* Exercise task:
Copy out the records word for word, beginning at the line with "Target: blue shirt collar" and continuing through the final line of the records.

[Object location annotation data]
▬▬▬▬▬▬▬▬▬▬

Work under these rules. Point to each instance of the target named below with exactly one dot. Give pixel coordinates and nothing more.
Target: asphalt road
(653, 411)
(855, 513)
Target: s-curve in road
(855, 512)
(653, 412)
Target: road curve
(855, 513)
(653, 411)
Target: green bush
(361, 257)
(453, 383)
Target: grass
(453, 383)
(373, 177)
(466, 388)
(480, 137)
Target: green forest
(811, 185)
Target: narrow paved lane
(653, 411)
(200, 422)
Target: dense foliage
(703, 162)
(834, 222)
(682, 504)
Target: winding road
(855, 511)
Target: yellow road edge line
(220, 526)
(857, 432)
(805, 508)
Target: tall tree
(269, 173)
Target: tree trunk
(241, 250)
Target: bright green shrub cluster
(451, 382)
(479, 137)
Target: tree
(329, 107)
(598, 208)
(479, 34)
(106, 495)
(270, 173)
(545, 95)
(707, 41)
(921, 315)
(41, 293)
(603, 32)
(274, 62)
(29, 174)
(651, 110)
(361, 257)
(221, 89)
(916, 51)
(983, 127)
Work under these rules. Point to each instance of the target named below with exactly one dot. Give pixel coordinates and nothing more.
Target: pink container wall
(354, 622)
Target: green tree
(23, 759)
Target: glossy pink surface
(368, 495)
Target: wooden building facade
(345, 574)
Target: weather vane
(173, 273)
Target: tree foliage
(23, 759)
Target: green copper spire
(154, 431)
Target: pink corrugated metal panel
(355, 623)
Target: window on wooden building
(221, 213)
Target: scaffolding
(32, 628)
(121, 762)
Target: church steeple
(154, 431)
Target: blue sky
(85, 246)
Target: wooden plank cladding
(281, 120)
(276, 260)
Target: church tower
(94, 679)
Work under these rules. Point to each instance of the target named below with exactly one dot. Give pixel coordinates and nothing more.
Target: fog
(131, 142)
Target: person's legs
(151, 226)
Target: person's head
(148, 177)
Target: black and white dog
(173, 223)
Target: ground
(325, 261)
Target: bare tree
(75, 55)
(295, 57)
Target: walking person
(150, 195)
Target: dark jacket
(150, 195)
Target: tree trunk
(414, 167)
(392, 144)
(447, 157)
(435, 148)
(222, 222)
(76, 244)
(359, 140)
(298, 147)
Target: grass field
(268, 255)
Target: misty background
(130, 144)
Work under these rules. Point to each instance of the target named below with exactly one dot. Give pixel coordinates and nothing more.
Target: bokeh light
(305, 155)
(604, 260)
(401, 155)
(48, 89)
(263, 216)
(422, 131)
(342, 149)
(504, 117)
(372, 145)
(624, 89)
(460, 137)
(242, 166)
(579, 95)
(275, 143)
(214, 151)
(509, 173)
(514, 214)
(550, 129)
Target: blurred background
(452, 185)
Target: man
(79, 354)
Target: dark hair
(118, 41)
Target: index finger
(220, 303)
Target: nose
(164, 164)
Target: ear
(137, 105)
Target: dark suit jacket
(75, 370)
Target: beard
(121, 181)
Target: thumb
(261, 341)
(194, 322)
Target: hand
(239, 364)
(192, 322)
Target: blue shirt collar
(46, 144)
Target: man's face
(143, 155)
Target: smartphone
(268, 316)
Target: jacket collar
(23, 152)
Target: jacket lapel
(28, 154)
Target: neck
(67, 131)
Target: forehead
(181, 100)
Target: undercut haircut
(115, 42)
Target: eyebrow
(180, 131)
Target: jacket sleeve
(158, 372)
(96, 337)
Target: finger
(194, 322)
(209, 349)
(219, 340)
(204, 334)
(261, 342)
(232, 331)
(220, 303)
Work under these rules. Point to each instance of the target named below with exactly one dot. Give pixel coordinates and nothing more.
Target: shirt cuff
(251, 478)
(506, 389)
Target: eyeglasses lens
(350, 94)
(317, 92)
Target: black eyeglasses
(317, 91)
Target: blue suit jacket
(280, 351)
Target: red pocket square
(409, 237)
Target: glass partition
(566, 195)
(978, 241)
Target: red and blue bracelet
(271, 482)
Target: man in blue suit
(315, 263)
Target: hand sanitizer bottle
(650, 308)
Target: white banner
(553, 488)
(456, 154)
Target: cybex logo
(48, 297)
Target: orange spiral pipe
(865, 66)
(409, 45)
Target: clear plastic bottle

▬▬▬▬▬▬▬▬▬▬

* Solution:
Target: blue shirt collar
(46, 144)
Target: man's face
(143, 155)
Target: smartphone
(268, 316)
Target: jacket collar
(23, 152)
Target: jacket lapel
(28, 154)
Target: neck
(67, 131)
Target: forehead
(181, 100)
Target: undercut haircut
(115, 42)
Target: eyebrow
(180, 131)
Target: jacket sleeve
(158, 372)
(96, 337)
Target: finger
(194, 322)
(209, 349)
(219, 340)
(204, 334)
(261, 342)
(232, 331)
(220, 303)
Work under these rules. Point to each instance of the target named below with exactly one dot. Give pixel coordinates and nothing more.
Target: shirt cuff
(251, 478)
(506, 389)
Target: eyeglasses lens
(350, 94)
(317, 92)
Target: black eyeglasses
(317, 91)
Target: blue suit jacket
(280, 351)
Target: red pocket square
(409, 237)
Target: glass partition
(566, 195)
(978, 241)
Target: red and blue bracelet
(271, 482)
Target: man in blue suit
(315, 263)
Target: hand sanitizer bottle
(650, 308)
Target: white banner
(553, 488)
(456, 154)
Target: cybex logo
(48, 297)
Target: orange spiral pipe
(865, 66)
(409, 45)
Target: clear plastic bottle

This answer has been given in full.